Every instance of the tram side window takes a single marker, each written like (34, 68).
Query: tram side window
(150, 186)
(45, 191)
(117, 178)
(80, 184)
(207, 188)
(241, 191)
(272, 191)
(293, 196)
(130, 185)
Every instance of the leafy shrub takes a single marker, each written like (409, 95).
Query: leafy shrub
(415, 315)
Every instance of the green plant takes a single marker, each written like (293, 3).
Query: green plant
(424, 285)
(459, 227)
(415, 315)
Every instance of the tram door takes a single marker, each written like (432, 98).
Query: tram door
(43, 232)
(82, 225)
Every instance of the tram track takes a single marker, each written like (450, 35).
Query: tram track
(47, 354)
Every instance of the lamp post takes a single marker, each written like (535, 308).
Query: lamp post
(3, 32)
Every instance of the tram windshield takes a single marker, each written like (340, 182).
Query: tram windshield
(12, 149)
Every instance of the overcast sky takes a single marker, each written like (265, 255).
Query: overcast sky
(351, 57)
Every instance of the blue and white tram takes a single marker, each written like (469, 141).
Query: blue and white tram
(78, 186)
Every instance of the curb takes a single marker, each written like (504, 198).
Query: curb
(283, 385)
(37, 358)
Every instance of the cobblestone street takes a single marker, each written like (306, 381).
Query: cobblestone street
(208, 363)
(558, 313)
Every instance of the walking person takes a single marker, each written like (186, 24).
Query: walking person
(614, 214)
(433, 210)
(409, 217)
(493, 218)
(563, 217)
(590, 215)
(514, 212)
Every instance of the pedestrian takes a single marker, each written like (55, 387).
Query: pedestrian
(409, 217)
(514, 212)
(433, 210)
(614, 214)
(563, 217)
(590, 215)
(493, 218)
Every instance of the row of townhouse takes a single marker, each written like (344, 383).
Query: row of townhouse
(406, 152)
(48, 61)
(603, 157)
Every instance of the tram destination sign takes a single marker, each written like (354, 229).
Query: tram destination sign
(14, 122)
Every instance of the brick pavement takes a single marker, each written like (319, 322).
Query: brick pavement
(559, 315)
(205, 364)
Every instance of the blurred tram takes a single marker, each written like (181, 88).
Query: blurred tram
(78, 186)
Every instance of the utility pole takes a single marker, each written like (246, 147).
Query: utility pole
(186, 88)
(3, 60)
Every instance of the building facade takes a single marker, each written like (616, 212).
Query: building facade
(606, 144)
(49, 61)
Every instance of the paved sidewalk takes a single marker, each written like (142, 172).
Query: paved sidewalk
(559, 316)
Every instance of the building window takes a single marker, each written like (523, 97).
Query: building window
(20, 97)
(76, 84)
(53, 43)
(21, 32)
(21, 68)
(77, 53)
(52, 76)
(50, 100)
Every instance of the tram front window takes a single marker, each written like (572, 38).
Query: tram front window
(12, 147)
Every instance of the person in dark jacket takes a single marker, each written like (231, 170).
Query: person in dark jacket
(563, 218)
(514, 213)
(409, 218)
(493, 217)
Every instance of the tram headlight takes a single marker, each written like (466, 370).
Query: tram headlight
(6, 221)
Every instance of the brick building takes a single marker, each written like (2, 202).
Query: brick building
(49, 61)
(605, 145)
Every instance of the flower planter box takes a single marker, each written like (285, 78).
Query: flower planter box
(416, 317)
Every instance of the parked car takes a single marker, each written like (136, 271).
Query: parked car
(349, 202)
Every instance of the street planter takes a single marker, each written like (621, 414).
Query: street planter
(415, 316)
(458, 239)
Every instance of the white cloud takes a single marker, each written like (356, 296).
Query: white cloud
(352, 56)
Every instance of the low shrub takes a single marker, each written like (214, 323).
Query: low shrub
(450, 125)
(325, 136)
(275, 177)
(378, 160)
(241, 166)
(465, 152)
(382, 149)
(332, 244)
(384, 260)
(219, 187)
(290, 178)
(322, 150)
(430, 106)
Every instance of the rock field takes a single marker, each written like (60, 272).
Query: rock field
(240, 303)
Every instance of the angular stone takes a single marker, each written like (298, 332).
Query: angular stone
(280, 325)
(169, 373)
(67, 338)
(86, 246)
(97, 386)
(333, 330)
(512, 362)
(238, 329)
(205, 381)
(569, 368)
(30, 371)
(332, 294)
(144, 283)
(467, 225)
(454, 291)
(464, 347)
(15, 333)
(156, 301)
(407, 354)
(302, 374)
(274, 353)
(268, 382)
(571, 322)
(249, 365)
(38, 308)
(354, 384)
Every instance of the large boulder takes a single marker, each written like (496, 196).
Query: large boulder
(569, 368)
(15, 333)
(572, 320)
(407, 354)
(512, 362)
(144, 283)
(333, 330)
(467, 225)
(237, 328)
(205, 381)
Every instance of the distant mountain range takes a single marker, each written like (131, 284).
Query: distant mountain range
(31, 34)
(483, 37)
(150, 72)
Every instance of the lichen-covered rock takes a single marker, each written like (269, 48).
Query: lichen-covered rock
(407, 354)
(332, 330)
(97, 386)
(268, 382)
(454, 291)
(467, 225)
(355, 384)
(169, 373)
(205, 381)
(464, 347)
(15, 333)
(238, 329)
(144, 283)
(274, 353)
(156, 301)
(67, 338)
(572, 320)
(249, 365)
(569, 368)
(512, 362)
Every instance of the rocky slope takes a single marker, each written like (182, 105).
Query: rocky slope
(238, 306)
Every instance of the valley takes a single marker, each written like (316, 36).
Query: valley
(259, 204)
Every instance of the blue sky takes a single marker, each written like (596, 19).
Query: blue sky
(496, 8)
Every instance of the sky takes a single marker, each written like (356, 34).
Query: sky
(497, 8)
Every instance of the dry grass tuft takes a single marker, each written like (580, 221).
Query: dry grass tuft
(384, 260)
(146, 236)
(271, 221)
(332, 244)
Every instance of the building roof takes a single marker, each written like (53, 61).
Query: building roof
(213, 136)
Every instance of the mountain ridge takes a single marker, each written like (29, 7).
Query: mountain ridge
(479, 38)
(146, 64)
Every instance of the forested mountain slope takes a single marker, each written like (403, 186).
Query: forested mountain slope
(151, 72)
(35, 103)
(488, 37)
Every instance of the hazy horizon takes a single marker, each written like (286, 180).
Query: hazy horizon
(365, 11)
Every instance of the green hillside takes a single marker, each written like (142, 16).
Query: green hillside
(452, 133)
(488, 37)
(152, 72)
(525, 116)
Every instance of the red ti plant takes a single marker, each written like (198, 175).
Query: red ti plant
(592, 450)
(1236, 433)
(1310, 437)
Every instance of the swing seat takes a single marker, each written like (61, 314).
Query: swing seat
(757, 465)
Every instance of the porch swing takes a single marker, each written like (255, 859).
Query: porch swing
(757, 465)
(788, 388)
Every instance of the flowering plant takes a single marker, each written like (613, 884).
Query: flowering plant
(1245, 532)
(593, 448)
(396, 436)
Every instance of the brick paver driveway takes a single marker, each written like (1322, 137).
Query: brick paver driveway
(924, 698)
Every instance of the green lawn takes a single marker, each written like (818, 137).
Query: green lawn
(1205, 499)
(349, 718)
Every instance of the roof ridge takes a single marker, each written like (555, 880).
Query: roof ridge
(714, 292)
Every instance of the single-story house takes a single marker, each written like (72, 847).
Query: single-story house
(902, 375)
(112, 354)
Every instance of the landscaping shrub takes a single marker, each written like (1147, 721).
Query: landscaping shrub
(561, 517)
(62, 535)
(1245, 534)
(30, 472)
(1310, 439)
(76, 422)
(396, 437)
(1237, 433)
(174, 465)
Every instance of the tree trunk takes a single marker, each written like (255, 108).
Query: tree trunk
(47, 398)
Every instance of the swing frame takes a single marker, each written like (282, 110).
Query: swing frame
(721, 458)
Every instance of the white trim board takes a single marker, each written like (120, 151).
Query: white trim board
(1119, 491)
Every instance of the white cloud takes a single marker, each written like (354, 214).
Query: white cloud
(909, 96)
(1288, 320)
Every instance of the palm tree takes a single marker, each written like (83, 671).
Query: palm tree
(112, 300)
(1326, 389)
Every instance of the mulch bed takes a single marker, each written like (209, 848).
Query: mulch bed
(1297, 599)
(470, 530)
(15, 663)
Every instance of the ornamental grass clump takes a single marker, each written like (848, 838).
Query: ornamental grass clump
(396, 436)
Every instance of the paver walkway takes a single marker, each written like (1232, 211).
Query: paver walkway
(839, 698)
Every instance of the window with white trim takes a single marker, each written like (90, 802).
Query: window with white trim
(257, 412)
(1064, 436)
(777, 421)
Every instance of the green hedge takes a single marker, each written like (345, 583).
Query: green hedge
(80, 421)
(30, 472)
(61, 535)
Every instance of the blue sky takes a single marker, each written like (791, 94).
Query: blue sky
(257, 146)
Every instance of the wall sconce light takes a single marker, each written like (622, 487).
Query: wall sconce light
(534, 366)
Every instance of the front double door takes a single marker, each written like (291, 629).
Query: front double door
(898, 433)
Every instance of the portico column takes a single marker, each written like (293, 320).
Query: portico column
* * * *
▶ **WORK TASK**
Whenever the word "portico" shows up in a line of the entries, list that line.

▶ **ANSWER SPACE**
Every instance of the portico column takes a single marker, each written like (293, 320).
Query: portico column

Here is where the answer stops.